» **WORK ITEM**
For the entries that follow, restate word for word the line containing "positive clicks: (273, 461)", the line containing "rough mask: <svg", and every line that lies between them.

» **RECORD EXTRACTS**
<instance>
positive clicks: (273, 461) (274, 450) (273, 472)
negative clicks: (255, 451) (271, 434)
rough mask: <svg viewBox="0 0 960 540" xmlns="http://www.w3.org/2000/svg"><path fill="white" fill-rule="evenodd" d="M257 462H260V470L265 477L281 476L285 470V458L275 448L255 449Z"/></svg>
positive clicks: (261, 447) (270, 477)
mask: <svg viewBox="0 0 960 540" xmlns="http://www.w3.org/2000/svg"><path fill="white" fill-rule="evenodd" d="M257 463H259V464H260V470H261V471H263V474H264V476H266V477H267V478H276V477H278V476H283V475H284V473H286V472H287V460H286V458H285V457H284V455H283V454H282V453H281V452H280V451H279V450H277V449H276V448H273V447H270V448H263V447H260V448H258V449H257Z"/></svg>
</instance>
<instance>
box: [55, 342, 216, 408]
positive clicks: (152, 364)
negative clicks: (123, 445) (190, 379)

» **RESPONSE TO THIS EXERCISE**
positive clicks: (273, 461) (274, 450) (273, 472)
negative clicks: (255, 451) (271, 434)
rough mask: <svg viewBox="0 0 960 540" xmlns="http://www.w3.org/2000/svg"><path fill="white" fill-rule="evenodd" d="M257 462H260V470L265 477L281 476L285 470V458L275 448L255 449Z"/></svg>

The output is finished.